Markt mit Rathaus
Joachim Stampa
"Stargard in Pommern
Schicksale einer deutschen Stadt"
3. Auflage,
Seite 75-77; 157
Ungefähr in der Mitte des 16. Jahrhunderts muss mit dem Stargarder Rathausgiebel etwas passiert sein. Vielleicht hat es gebrannt, vielleicht bröckelte der gotische Zierrat ab: Wir wissen es nicht, denn alle Dokumente, welche es gegeben hat, sind 1635 verbrannt. Aber die Arbeit muss unaufschiebbar gewesen sein, sonst hätten die sparsamen Ratsherren sicherlich den schönen Treppengiebel mit seinem reichen Schmuck aus Formsteinen stehen gelassen. Der alte Giebel wurde also abgetragen und ein neuer aufgesetzt.

★ ★ ★ ★ ★ ★ ★

* **Zu bearbeiten**
• 1. Schreiben Sie aus dem Text zum Stargarder Rathaus den Abschnitt von „Markt mit Rathaus“ bis „ein neuer aufgesetzt.“ wortgetreu ab.
• 2. Warum lässt sich laut dem Text zum Stargarder Rathaus nicht sagen, was um die Mitte des 16. Jahrhunderts mit dem Rathausgiebel geschah? Antworten Sie in ein bis drei Sätzen.
Als Grundlage dient allein der Text zum Stargarder Rathaus.

* **Arbeitsmaterial**
★ ★ ★ ★ ★ ★ ★

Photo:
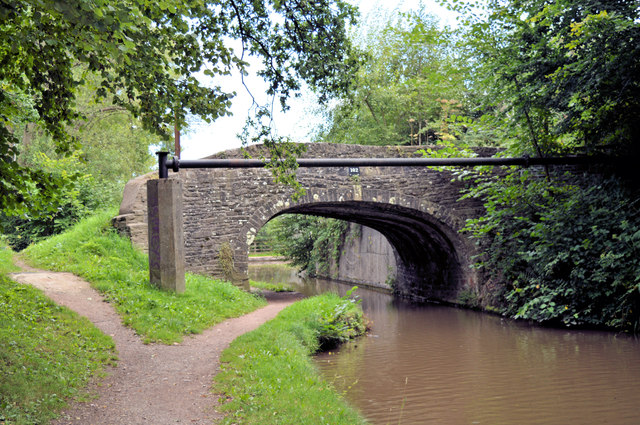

★ ★ ★ ★ ★ ★ ★

* **Antworten nacheinander**
• 1.
Markt mit Rathaus
Joachim Stampa
"Stargard in Pommern
Schicksale einer deutschen Stadt"
3. Auflage,
Seite 75-77; 157
Ungefähr in der Mitte des 16. Jahrhunderts muss mit dem Stargarder Rathausgiebel etwas passiert sein. Vielleicht hat es gebrannt, vielleicht bröckelte der gotische Zierrat ab: Wir wissen es nicht, denn alle Dokumente, welche es gegeben hat, sind 1635 verbrannt. Aber die Arbeit muss unaufschiebbar gewesen sein, sonst hätten die sparsamen Ratsherren sicherlich den schönen Treppengiebel mit seinem reichen Schmuck aus Formsteinen stehen gelassen. Der alte Giebel wurde also abgetragen und ein neuer aufgesetzt.

• 2. Alle Dokumente, die es darüber gegeben hat, sind 1635 verbrannt. Deshalb bleibt offen, ob es gebrannt hat oder ob der gotische Zierrat abbröckelte.